-- REQUIREMENT A --
Return everything in the bitcoin storage guide below from "It’s pretty secure, and" down to "dedicated bitcoin wallet!", copied word for word.
-- REQUIREMENT B --
Write the next part of the bitcoin storage guide below, starting right after its final sentence.

-- DOCUMENT PASSAGE --
------------------------------------------------------------------------

As the saying goes, security and usability are often competing interests. How you decide to store your bitcoin is a function of how much you have and how much you value your own time.

Bitcoin makes it possible for everyone to be their own bank, but that doesn’t mean it’s easy.

tldr;

$1k USD: Use a Trusted Service

Use a trusted and centralized service like Coinbase/Gemini/Xapo. It’s simple to use, and they claim they’ve got your back for all kinds of little mistakes that might cause you to lose money. Be sure to enable 2FA!

Good:

  • Very easy to use, your parents can probably do it.
  • In theory, you (or your heirs) can eventually recover your funds even if you lose everything (email, password, 2FA device, 2FA seed, etc).
  • Some exchanges have various licenses and trusts that might come with more stringent security, auditing, and reserve requirements. However, keep in mind those regulations also come with KYC and other privacy/control restrictions that may negatively effect you.

Bad:

  • Fully trusted, there’s no way to know if they’re even solvent now! Customers were still depositing to Mt Gox for a very long time not knowing that they were insolvent. Coinbase/Gemini seems to be run and backed by competent people, but if $1BN disappeared due to loss/theft, even in the best circumstances they wouldn’t be able to make users whole. Note that Xapo customers can check their own balances on the public blockchain, so they have a decent guarantee of their solvency.
  • Even if they are solvent today, they could easily take/lose all your funds tomorrow. The incentives for a retirement attack are massive, especially since it’s hard for law enforcement to tell the difference between internal and external theft.
  • They may or may not let you keep coins on other forks of bitcoin, and they probably won’t let you claim air-dropped coins (see Stellar and Byteball for recent examples).
  • You don’t actually have bitcoin, just an IOU to redeem some bitcoin in the future. They have their own policies and procedures, and you could get frozen out of your funds with little recourse.
  • They require a lot of private information about you that makes them a target for privacy breaches like the recent 140+ MM US citizens whose records Equifax failed to secure.

$50k: Use the Breadwallet App

It’s pretty secure, and very easy to use. If you store a lot in here, you should use a dedicated mobile device and not the same phone that you carry around with you 24/7. You can repurpose an old phone and turn it into a dedicated bitcoin wallet!

Good:

  • Open source, with key generation and transaction signing taking place client-side.
  • Standard BIP 32/39/44 implementation. Here’s a script I wrote to recover your breadwallet funds even if they go out of business or your phone dies.
  • Easy to backup just your seed once and then transact nearly infinite times (with a new address for each transaction)
  • Simple UI that your parents could probably use
  • Simple Payment Verification (SPV) clients are great for scale as they validate block headers and your transactions only. Block header disk usage grows at just ~5 MB/year, which is trivial to store. Proof-of-inclusion on a Merkle Tree is very fast with O(log(n)) verification time.
  • While not easy, owning your own keys means that you have the ability to not lose coins on other forks as well as sign messages to claim airdropped coins (advanced users only).
  • Mobile, easy to take your money with you and spend it on the go.

------------------------------------------------------------------------

-- DATA UNDER STUDY --
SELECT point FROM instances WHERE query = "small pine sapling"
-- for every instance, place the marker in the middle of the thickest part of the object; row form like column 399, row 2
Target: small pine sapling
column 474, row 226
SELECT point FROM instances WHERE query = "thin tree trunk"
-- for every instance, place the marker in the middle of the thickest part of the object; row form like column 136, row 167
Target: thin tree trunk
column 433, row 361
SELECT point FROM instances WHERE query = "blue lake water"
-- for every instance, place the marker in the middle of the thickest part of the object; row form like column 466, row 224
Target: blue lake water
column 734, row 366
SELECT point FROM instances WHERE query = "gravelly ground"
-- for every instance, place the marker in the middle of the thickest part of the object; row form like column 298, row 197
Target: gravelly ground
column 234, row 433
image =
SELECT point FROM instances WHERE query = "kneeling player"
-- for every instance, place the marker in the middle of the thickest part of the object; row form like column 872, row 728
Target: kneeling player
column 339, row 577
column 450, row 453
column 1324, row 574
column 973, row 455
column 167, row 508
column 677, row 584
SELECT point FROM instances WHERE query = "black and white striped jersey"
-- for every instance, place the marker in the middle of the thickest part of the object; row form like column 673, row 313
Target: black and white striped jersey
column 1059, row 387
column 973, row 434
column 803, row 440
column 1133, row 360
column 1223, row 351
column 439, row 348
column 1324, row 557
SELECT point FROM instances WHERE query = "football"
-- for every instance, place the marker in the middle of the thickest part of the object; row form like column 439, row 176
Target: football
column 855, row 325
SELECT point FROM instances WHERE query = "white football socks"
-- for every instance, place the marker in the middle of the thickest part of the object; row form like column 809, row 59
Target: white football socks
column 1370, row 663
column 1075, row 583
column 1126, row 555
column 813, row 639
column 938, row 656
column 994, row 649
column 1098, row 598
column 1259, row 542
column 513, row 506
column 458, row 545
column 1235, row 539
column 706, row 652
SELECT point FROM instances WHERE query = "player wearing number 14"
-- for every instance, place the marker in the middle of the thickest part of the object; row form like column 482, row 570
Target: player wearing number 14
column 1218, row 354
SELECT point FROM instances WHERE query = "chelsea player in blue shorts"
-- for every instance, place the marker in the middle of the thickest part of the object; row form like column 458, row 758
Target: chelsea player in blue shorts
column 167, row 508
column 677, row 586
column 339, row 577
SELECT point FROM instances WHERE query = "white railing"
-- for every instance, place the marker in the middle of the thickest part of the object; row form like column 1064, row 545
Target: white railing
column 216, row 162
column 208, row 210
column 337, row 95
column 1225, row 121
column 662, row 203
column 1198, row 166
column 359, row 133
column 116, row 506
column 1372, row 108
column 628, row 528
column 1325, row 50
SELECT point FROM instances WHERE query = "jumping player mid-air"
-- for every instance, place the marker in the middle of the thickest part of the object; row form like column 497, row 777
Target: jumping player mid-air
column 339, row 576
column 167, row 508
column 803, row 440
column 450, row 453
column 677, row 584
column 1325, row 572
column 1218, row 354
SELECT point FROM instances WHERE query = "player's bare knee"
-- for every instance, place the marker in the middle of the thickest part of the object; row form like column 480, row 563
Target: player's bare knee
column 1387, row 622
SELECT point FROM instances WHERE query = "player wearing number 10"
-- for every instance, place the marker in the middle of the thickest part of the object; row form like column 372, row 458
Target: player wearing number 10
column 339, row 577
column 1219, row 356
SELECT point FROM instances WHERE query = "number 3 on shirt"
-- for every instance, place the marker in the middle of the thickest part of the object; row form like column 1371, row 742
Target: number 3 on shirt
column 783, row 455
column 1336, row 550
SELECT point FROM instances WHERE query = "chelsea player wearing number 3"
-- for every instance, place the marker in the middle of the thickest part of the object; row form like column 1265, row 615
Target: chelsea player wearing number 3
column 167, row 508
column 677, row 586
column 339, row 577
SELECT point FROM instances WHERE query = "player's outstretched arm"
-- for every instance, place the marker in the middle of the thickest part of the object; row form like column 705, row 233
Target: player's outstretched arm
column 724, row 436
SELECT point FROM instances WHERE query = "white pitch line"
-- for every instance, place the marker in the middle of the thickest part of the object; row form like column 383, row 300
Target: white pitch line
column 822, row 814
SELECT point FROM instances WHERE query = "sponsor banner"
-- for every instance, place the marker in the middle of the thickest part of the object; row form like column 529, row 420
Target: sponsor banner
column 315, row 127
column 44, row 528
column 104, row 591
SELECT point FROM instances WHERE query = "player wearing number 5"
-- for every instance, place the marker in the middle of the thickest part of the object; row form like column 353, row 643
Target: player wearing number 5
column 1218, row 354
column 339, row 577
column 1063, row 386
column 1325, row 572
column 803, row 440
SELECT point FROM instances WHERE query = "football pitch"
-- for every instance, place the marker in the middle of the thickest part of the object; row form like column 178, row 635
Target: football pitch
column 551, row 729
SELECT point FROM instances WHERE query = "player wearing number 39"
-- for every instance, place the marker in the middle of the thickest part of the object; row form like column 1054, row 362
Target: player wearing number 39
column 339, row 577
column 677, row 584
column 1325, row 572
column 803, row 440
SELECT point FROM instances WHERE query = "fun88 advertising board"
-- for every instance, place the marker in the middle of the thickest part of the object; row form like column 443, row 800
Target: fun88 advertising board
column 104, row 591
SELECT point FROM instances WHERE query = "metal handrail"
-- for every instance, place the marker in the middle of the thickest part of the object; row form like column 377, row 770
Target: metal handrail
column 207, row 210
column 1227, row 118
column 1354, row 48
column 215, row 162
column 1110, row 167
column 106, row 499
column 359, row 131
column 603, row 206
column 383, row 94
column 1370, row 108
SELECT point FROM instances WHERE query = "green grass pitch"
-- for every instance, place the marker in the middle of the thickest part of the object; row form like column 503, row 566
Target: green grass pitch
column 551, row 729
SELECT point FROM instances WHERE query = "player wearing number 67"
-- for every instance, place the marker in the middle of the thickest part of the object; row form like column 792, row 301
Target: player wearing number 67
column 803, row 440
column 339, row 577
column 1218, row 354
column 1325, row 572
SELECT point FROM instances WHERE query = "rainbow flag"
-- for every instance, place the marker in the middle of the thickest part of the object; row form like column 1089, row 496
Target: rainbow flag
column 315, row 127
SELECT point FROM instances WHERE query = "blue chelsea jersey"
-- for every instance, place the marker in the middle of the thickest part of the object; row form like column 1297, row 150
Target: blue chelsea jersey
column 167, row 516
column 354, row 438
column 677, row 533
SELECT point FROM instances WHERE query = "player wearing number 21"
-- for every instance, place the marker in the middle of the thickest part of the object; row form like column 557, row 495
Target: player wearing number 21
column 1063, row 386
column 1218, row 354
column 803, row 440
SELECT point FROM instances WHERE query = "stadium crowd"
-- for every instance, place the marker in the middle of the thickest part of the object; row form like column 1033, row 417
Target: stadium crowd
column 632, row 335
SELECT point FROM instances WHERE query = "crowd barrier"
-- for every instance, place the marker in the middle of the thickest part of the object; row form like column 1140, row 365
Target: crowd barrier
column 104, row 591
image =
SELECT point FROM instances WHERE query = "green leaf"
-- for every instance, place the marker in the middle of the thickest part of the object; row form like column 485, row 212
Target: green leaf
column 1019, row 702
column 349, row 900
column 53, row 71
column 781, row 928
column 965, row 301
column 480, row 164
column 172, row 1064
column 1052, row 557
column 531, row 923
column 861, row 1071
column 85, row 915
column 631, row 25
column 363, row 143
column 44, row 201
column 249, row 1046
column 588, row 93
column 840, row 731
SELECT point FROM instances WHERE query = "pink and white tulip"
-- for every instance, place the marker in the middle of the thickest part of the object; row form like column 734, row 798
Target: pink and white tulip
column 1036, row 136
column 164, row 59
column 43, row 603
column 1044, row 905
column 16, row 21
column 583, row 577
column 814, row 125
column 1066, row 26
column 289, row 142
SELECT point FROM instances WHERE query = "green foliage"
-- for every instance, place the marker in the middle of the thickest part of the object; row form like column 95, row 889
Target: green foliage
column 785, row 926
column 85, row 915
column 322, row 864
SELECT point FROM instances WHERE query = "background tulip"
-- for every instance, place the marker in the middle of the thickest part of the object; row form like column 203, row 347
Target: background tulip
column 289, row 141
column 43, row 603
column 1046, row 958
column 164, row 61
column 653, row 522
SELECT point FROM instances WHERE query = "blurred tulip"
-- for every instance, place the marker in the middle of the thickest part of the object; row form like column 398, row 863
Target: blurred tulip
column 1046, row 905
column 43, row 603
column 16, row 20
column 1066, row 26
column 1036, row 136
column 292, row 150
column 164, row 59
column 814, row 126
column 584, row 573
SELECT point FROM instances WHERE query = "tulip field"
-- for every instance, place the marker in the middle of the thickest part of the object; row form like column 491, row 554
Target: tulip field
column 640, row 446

------------------------------------------------------------------------

-- ANSWER SPACE A --
It’s pretty secure, and very easy to use. If you store a lot in here, you should use a dedicated mobile device and not the same phone that you carry around with you 24/7. You can repurpose an old phone and turn it into a dedicated bitcoin wallet!

-- ANSWER SPACE B --
Bad:

  • SPV clients verify only block headers (which include Proof of Work) and cannot validate that every BTC transaction follows the consensus rules. Because of this, there are some theoretical attacks against them as well as some difficulty being sure you’re on the right chain during a contentious chain split. Since you control your own private keys, the best course of action during times of uncertainty is to just stop transacting and wait until a solution is announced.
  • Mobile phones are more secure than general purpose computers, but are still targets for malware.
  • It’s hard to verify that the software you’re running is actually what’s on the github repository.
  • Managing updates is a security risk. If auto-updating is turned on, you’re one malicious upload to the app store away from running software that steals your private keys. (Of course there are benefits to running the latest software as well).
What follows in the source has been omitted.